◆ O que fazer:
• 1. Copie do trecho sobre as origens da agricultura tudo o que vai desde "Embora a adoção" até "alimentação que exploravam.".
• 2. Responda com base no trecho sobre as origens da agricultura:
(a) Há cerca de quanto tempo a base material das sociedades humanas mudou radicalmente?
(b) O que deu lugar à caça e à coleta?
(c) De que são ricos muitos sítios arqueológicos?

As origens da política, por Felipe A. P. L. Costa

Uma epopeia intrigante a respeito da qual ainda há muitas interrogações.

As origens da política.

Por Felipe A. P. L. Costa [*]

Cerca de 10 mil anos atrás, em diferentes regiões do planeta, a base material de sustentação das sociedades humanas mudou radicalmente. A caça e a coleta deram lugar ao cultivo de plantas e à criação de animais. A invenção da agricultura (ou da agropecuária, para falarmos mais amplamente) foi uma jornada e tanto. Uma epopeia intrigante a respeito da qual ainda há muitas interrogações.

1. ASSENTAMENTOS E ENSAIOS INICIAIS.

Embora a adoção da agricultura permanente implique em um estilo de vida mais sedentário, este último pode ser igualmente favorecido em outras circunstâncias. Por exemplo, muitos sítios arqueológicos, em diferentes partes do mundo, são ricos em depósitos de restos animais e vegetais [1]. O que tem sido interpretado como evidência de que os seus ocupantes eram capazes de controlar (pois conheciam bem) as fontes de alimentação que exploravam.

◆ Dados fornecidos:
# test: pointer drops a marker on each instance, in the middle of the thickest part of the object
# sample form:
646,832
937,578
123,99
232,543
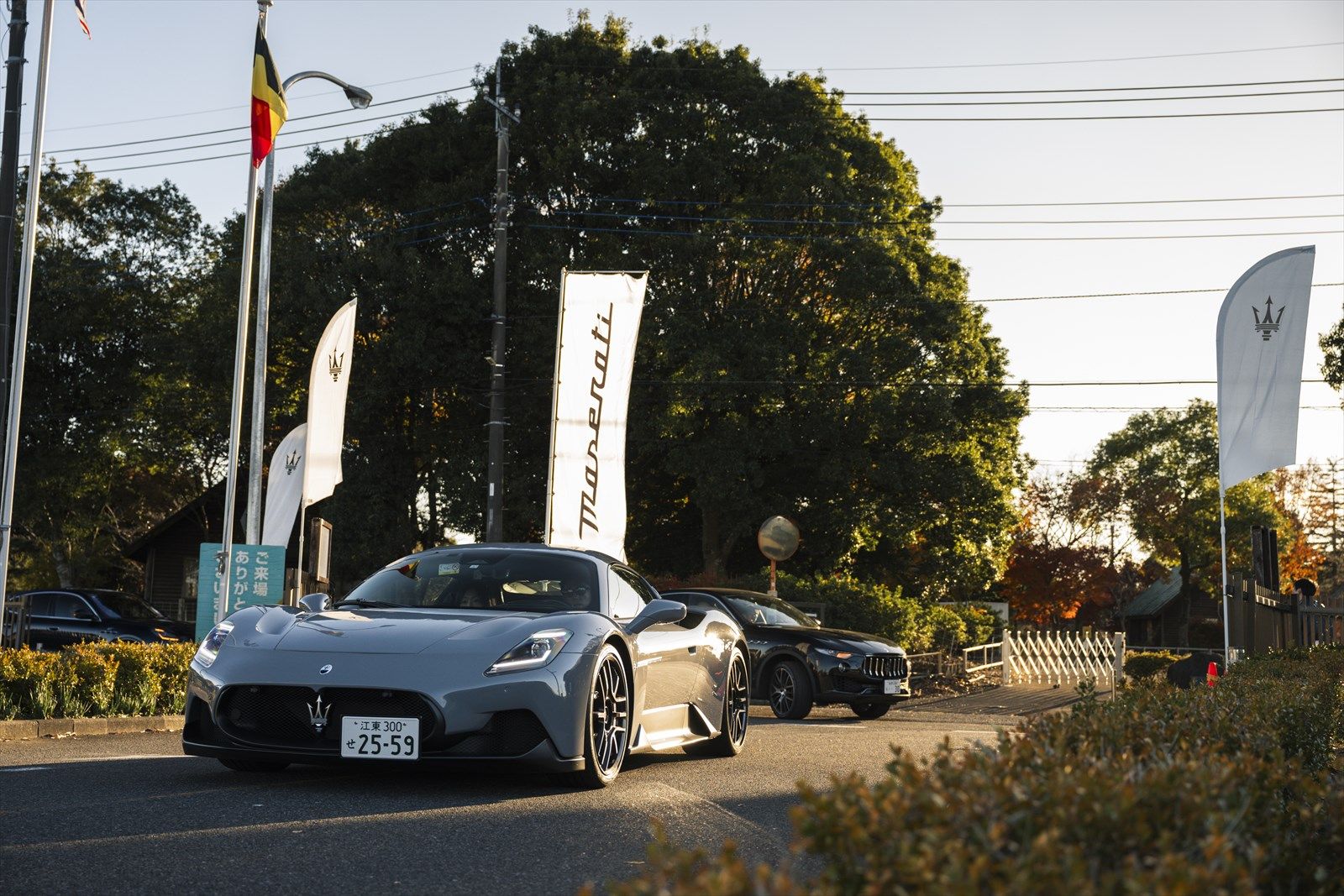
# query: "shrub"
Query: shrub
94,680
1151,664
85,680
949,631
1223,789
981,622
139,680
27,680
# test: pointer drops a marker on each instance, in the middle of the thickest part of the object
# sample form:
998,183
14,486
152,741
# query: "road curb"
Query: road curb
961,718
34,728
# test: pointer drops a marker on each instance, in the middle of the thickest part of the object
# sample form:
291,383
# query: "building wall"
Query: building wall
171,571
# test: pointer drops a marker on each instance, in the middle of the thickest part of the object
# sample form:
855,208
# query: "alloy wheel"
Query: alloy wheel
781,689
611,715
739,701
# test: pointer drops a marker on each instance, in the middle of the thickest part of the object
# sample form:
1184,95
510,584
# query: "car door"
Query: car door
45,631
76,618
659,653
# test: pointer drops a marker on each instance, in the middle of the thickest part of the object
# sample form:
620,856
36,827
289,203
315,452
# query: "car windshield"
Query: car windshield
501,579
764,610
128,607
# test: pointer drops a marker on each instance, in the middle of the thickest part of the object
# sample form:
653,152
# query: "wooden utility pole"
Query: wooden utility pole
10,177
495,470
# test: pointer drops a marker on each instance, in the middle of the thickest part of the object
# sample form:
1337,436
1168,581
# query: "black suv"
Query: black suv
60,617
797,664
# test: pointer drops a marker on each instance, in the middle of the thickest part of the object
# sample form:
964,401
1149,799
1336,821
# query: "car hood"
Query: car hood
843,640
150,626
371,631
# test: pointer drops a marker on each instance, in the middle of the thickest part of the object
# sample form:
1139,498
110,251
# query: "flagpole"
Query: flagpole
235,412
20,335
1222,530
299,573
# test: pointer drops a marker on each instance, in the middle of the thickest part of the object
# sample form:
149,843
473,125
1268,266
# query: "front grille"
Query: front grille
886,665
507,734
279,715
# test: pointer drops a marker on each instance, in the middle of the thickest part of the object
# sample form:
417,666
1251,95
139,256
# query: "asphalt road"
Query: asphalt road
128,813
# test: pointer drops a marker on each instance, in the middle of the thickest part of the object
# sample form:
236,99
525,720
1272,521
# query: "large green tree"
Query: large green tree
804,348
1162,469
116,427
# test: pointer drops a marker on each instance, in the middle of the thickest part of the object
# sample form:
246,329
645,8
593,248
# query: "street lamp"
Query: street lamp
360,98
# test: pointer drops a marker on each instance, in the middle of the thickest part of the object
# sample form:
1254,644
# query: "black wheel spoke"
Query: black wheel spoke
609,715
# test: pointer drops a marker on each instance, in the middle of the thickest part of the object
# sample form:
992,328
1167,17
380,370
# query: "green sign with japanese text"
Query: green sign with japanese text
257,577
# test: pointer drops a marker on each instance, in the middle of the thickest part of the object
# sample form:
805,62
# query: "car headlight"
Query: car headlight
214,641
837,654
533,653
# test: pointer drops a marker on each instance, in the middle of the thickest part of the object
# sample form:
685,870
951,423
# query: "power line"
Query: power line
1155,291
241,154
246,139
1093,202
1075,62
225,130
645,231
239,107
971,93
1182,114
1061,102
889,222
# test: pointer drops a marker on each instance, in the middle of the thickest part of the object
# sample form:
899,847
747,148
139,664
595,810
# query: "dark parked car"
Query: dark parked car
796,664
60,617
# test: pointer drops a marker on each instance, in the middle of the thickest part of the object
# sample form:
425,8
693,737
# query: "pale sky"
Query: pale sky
183,67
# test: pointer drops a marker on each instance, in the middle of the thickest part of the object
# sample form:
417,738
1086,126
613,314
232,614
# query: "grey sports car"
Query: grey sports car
557,660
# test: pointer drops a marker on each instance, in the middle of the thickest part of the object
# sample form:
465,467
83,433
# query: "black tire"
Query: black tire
871,710
255,766
606,728
790,688
737,705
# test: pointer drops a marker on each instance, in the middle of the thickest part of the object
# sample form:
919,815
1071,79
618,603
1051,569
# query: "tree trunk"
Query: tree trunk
1182,607
711,544
65,571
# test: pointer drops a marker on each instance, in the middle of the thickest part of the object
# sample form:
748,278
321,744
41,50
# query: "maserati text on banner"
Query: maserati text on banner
595,360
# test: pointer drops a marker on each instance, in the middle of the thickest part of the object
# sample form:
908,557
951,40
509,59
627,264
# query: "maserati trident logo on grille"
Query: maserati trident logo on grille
318,715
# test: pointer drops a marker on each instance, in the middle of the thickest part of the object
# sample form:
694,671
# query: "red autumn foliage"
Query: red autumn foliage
1047,584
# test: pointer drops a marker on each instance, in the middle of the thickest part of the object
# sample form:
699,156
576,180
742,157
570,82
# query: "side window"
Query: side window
39,605
698,600
67,606
627,600
645,590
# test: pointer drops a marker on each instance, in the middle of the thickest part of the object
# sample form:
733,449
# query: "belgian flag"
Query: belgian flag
269,110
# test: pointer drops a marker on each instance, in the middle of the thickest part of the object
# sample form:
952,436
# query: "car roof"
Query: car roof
508,546
721,593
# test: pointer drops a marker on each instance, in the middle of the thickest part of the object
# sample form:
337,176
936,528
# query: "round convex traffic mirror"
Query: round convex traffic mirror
777,537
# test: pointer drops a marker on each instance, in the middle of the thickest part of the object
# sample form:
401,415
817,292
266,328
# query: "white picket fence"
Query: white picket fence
1053,658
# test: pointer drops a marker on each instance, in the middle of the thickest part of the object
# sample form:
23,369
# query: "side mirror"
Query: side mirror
315,602
655,613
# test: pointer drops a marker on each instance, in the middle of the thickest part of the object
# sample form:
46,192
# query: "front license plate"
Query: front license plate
380,738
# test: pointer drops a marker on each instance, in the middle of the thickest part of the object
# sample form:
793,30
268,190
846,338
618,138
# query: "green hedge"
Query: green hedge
94,680
873,607
1151,664
1233,789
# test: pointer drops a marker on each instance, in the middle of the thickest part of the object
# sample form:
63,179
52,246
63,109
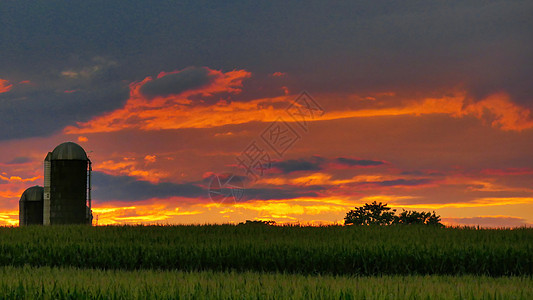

◆ Respostas esperadas:
• 1.
Embora a adoção da agricultura permanente implique em um estilo de vida mais sedentário, este último pode ser igualmente favorecido em outras circunstâncias. Por exemplo, muitos sítios arqueológicos, em diferentes partes do mundo, são ricos em depósitos de restos animais e vegetais [1]. O que tem sido interpretado como evidência de que os seus ocupantes eram capazes de controlar (pois conheciam bem) as fontes de alimentação que exploravam.

• 2.
(a) Há cerca de 10 mil anos.
(b) O cultivo de plantas e a criação de animais.
(c) De depósitos de restos animais e vegetais.